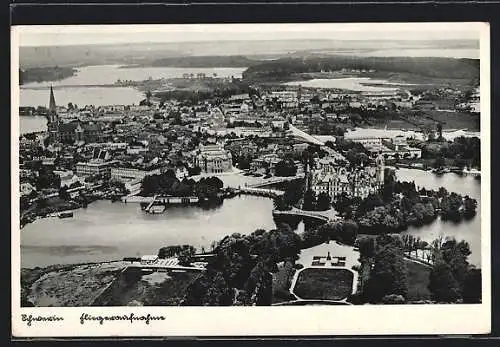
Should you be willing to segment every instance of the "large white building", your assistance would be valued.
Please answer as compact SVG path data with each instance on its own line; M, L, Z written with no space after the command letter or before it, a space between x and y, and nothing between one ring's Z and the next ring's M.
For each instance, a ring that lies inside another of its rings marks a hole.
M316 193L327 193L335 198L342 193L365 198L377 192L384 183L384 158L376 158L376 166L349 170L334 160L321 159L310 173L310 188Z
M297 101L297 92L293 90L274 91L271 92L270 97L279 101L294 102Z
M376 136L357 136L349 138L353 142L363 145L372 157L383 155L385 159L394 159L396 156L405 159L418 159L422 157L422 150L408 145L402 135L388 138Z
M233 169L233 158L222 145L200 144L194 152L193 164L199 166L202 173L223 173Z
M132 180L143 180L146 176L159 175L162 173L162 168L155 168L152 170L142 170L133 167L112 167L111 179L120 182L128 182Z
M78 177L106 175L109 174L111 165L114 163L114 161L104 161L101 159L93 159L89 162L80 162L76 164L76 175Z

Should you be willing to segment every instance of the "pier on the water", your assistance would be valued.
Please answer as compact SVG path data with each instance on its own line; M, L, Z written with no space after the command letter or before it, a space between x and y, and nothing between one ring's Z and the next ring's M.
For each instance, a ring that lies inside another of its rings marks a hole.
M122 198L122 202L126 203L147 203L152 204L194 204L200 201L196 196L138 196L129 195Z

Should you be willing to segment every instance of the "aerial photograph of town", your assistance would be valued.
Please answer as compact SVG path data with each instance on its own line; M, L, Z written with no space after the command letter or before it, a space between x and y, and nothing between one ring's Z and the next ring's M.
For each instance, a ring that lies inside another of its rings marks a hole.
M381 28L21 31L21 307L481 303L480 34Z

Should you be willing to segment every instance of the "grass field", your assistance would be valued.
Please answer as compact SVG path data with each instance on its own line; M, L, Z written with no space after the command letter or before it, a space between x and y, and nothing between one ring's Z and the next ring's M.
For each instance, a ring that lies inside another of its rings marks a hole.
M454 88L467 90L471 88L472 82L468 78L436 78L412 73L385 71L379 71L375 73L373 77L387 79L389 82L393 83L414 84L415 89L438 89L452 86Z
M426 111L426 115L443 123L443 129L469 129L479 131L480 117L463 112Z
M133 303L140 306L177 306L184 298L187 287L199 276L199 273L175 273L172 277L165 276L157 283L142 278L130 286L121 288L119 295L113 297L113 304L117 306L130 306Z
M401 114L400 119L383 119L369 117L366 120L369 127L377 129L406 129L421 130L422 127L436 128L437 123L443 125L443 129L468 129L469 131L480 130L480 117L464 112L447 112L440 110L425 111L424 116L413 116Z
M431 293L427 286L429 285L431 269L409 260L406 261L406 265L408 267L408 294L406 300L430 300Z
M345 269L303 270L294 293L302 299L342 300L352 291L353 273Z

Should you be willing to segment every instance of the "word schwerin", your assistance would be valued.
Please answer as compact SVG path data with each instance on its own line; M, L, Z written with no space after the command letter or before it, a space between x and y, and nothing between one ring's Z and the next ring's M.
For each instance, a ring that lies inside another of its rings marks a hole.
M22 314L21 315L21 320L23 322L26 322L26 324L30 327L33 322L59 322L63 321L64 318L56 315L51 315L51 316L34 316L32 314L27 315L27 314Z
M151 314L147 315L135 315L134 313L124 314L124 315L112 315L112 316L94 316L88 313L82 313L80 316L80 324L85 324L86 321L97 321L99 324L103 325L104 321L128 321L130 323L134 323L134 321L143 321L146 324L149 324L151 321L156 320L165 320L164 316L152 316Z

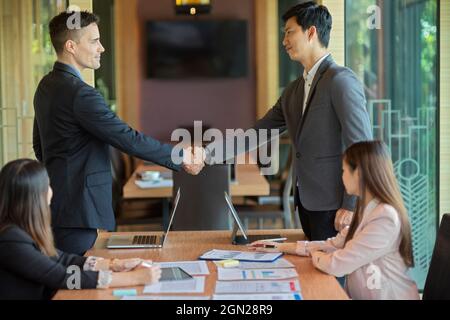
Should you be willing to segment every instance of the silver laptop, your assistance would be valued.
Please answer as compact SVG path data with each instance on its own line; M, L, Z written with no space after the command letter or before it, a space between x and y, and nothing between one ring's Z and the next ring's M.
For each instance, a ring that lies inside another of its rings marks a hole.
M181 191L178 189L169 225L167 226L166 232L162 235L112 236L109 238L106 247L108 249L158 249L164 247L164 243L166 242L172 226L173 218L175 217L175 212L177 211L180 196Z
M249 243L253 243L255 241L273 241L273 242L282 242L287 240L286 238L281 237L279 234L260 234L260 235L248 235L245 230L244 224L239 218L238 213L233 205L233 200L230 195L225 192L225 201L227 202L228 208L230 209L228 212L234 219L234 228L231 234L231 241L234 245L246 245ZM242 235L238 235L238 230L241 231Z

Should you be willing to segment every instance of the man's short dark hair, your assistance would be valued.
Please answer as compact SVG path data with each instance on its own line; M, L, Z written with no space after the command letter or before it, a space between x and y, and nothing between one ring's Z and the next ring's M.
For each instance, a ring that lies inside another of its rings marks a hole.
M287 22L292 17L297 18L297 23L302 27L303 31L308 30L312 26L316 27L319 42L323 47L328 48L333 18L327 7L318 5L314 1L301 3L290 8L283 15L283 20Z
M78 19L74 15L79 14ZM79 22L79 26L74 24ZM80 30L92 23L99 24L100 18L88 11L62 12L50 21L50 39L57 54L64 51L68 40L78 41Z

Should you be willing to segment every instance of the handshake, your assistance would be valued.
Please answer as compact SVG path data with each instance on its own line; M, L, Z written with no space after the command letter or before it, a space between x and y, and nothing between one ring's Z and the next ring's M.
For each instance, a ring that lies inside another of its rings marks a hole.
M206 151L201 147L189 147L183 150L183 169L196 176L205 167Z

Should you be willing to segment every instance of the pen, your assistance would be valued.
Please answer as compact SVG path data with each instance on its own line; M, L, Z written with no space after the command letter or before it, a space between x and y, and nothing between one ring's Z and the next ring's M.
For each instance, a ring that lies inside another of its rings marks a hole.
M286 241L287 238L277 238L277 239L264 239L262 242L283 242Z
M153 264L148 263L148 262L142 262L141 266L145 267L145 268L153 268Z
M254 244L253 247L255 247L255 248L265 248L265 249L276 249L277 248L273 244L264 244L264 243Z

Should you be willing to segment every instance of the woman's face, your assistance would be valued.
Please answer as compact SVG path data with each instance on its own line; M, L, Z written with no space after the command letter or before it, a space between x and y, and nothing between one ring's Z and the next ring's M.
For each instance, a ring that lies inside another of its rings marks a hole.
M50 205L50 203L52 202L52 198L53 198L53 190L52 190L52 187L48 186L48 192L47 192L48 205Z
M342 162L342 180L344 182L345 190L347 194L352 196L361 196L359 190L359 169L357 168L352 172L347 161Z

**********

→ Problem to solve
Please print the data above once more, exactly as it appears, with no pictures.

→ Response for this exercise
Should you be willing to segment every instance of the "large white building", your assistance would be valued.
Please answer as compact SVG path data with each instance on its own line; M, L, Z written with no space after the command letter or before it, a space between x and y, and nothing between one ring's Z and the next ring's M.
For each instance, a ring that lies inside another of its rings marks a hole.
M316 193L327 193L335 198L342 193L365 198L377 192L384 183L384 158L376 158L376 166L349 170L334 160L321 159L310 173L310 188Z
M297 101L297 92L293 90L274 91L271 92L270 97L279 101L294 102Z
M376 136L357 136L349 138L353 142L363 145L372 157L383 155L385 159L394 159L396 156L405 159L418 159L422 157L422 150L408 145L402 135L388 138Z
M233 169L233 158L222 145L200 144L194 152L193 164L199 166L202 173L223 173Z
M132 180L143 180L146 176L159 175L162 173L162 168L155 168L152 170L142 170L133 167L112 167L111 179L120 182L128 182Z
M78 177L106 175L109 174L111 165L114 163L114 161L104 161L101 159L93 159L89 162L80 162L76 164L76 175Z

Should you be willing to segment every instance of the "pier on the water", your assistance would be valued.
Please answer as compact SVG path data with each instance on its own line; M, L, Z written with no space after the command letter or before it, a space between x and y, and nothing between one ring's Z and the next ring's M.
For each instance, a ring that lies inside another of its rings marks a hole.
M122 198L122 202L126 203L147 203L152 204L194 204L200 201L196 196L138 196L129 195Z

Should you be willing to segment every instance of the "aerial photograph of town", your assistance would be valued.
Please answer as compact SVG path data with each instance on its own line; M, L, Z written with no space after the command letter or before it, a space between x and y, and nothing between one ring's Z and the next ring's M.
For each instance, a ring that lies inside another of its rings marks a hole.
M381 28L21 31L21 307L481 303L480 34Z

Should you be willing to segment every instance of the "grass field", your assistance would be valued.
Please answer as compact SVG path data with each instance on its own line; M, L, Z written with no space after the command letter or before it, a space between x and y, and nothing between one ring's Z and the next ring's M.
For each instance, a ring that lies inside another of its rings marks a hole.
M454 88L467 90L471 88L472 82L468 78L436 78L412 73L385 71L379 71L375 73L373 77L387 79L389 82L393 83L414 84L415 89L438 89L452 86Z
M426 111L426 115L443 123L443 129L469 129L479 131L480 117L463 112Z
M133 303L140 306L177 306L184 298L187 287L199 276L199 273L175 273L172 277L165 276L157 283L142 278L130 286L121 288L119 295L113 297L113 304L117 306L130 306Z
M401 114L400 119L383 119L369 117L366 120L369 127L377 129L406 129L421 130L422 127L436 128L437 123L443 125L443 129L468 129L469 131L480 130L480 117L464 112L447 112L440 110L425 111L424 116L413 116Z
M431 293L427 286L429 285L431 269L409 260L406 261L406 265L408 267L408 294L406 300L430 300Z
M345 269L303 270L294 293L302 299L342 300L352 291L353 273Z

Should you be willing to segment every instance of the "word schwerin", your assistance would be valued.
Please answer as compact SVG path data with each instance on its own line; M, L, Z written with no space after the command letter or before it, a space between x and y, and nothing between one ring's Z and the next ring's M.
For each instance, a ring that lies inside another of its rings marks a hole.
M22 314L21 315L21 320L23 322L26 322L26 324L30 327L33 322L59 322L63 321L64 318L56 315L51 315L51 316L34 316L32 314L27 315L27 314Z
M151 314L147 315L135 315L134 313L124 314L124 315L112 315L112 316L94 316L88 313L82 313L80 316L80 324L85 324L86 321L97 321L99 324L103 325L104 321L128 321L130 323L134 323L134 321L143 321L146 324L149 324L151 321L156 320L165 320L164 316L152 316Z

Should you be willing to segment every instance of the silver laptop, your assistance would be valued.
Please answer as compact SVG path data with each instance on its own line; M, L, Z written with no space after the command letter or before it, a space between x and y, and nothing between one ring's Z and the next ring's M.
For each instance, a ring that lies inside another of its rings marks a hole.
M181 191L178 189L169 225L167 226L166 232L162 235L112 236L109 238L106 247L108 249L158 249L164 247L164 243L166 242L172 226L173 218L175 217L175 212L177 211L180 196Z
M249 243L253 243L255 241L273 241L273 242L282 242L287 240L286 238L281 237L279 234L260 234L260 235L248 235L245 230L244 224L239 218L238 213L233 205L233 200L230 195L225 192L225 201L227 202L228 208L230 209L228 212L234 219L234 228L231 234L231 241L234 245L246 245ZM242 235L238 235L238 230L241 231Z

Should you be willing to segment every instance of the man's short dark hair, your assistance would be valued.
Please answer as compact SVG path data with each instance on its own line; M, L, Z written with no space after the command letter or before it, a space between x and y, and nothing between one ring's Z and the next ring's M.
For each instance, a ring that lies inside another of its rings marks a hole.
M287 22L292 17L297 18L297 23L302 27L303 31L308 30L312 26L316 27L319 42L323 47L328 48L333 18L327 7L318 5L314 1L301 3L290 8L283 15L283 20Z
M78 19L74 15L79 14ZM79 22L79 26L74 24ZM80 30L92 23L99 24L100 18L88 11L62 12L50 21L50 39L57 54L64 51L68 40L78 41Z

Should you be willing to segment every instance of the handshake, your assistance would be valued.
Please answer as compact SVG path data with each instance on its own line; M, L, Z written with no space after the command letter or before it, a space between x and y, and nothing between one ring's Z and the next ring's M.
For each instance, a ring that lies inside another of its rings marks a hole.
M206 151L201 147L189 147L183 150L183 169L196 176L205 167Z

Should you be willing to segment every instance of the pen, your assistance would be valued.
Please answer as compact SVG path data with each instance on its own line; M, L, Z written with no space after the command letter or before it, a space between x and y, and nothing between one ring's Z and the next ring's M.
For each instance, a ring that lies inside another of its rings marks a hole.
M286 241L287 238L277 238L277 239L264 239L262 242L283 242Z
M153 264L148 263L148 262L142 262L141 266L145 267L145 268L153 268Z
M254 244L253 247L255 247L255 248L265 248L265 249L276 249L277 248L273 244L264 244L264 243Z

Should you be willing to segment every instance of the woman's face, your assistance would be valued.
Please answer as compact SVG path data with each instance on its own line; M, L, Z written with no space after the command letter or before it, a space between x and y, and nothing between one ring's Z and the next ring's M.
For each instance, a ring that lies inside another of its rings marks a hole.
M50 205L50 203L52 202L52 198L53 198L53 190L52 190L52 187L48 186L48 192L47 192L48 205Z
M342 162L342 180L344 182L345 190L347 194L352 196L361 196L359 190L359 169L357 168L352 172L347 161Z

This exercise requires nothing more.